#### Письменное задание A:
Какую должность занимал отец Сэмуэля Харпера, согласно отрывку?

#### Отрывок со страницы:
────────────────────────────────────────
Толкование путешествий — страница 39 из 108

«Сталин доказал, что его сердце принадлежит его стране и что его интересует практическая цель огромного значения: радикальное преображение России»[387]. В своей стране эти люди ценили демократию и верили в то, что свобода ведет к прогрессу; в отношении другой страны они одобряли насильственное ограничение свободы и верили, что такой путь является прогрессивным. В 1919 году Бернард Шоу говорил Максу Истмену: «Насколько я понимаю, большевики — это просто социалисты, которые хотят что-то делать. Я тоже большевик». Сталинская конституция, с восторгом говорил Бернард Шоу, выглядит так, будто написана Томасом Пейном[388].

Профессор-славист Сэмуэль Харпер многократно путешествовал по царской России, дружил с Керенским и всячески поддерживал Временное правительство; его отец, президент Чикагского университета, в 1901 году пригласил Милюкова читать лекции на только что основанной там кафедре славянской истории. Октябрьская революция выбросила Харпера-младшего из любимой им России. Он был особенно возмущен Брестским миром. Вновь приехав в Россию в 1926-м, он немедленно поддержал Сталина в его борьбе с Троцким: патриархальный шовинизм был ближе русофильству Харпера, чем идея мировой революции. Харпер объявил тогда, что Троцкий утратил контакт с массами, а молодые русские коммунисты по горло сыты космополитическими демагогами. Когда в 1933 году Рузвельт решил возобновить дипломатические отношения с СССР, Харпер был одним из консультантов госдепартамента. В 1937-м Харпер заявил, что обвинения против Троцкого справедливы: профессор всегда подозревал, что Троцкий — немецкий шпион[389].
────────────────────────────────────────
Перечень данных
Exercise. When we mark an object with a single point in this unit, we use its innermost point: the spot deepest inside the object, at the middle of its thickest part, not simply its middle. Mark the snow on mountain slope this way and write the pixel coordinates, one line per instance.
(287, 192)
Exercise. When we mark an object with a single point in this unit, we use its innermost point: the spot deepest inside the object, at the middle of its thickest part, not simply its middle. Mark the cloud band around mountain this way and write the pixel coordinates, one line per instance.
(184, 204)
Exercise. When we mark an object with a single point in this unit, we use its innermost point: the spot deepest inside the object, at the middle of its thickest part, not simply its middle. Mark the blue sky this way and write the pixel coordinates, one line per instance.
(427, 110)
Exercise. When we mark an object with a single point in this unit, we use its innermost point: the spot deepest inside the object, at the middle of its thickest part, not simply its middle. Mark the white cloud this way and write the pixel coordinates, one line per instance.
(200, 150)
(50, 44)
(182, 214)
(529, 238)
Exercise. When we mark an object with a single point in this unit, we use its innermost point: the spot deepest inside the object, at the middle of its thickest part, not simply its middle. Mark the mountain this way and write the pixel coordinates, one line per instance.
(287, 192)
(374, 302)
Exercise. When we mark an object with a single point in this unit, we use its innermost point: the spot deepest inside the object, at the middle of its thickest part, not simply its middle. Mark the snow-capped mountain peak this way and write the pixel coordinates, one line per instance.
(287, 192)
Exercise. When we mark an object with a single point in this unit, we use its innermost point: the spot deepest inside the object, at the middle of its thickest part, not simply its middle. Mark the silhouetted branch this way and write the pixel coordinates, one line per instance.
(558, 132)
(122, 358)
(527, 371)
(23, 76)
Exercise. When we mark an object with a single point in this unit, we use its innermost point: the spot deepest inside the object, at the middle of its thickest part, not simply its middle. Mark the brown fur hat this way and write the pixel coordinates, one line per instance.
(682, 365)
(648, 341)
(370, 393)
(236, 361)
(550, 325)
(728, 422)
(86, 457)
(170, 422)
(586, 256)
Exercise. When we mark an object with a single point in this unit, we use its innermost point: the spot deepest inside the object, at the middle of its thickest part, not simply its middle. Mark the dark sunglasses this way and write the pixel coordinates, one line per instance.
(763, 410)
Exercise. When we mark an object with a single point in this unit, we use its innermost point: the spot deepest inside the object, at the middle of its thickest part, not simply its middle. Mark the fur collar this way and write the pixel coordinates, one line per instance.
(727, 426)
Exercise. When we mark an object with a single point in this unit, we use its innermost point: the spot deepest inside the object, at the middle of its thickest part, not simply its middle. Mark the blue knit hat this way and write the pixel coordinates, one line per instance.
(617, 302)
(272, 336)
────────────────────────────────────────
#### Письменное задание B:
Выпишите из перечня все строки, где встречается слово «blue».

#### Ответ к заданию A:
Он был президентом Чикагского университета.

#### Ответ к заданию B:
Exercise. When we mark an object with a single point in this unit, we use its innermost point: the spot deepest inside the object, at the middle of its thickest part, not simply its middle. Mark the blue sky this way and write the pixel coordinates, one line per instance.
Exercise. When we mark an object with a single point in this unit, we use its innermost point: the spot deepest inside the object, at the middle of its thickest part, not simply its middle. Mark the blue knit hat this way and write the pixel coordinates, one line per instance.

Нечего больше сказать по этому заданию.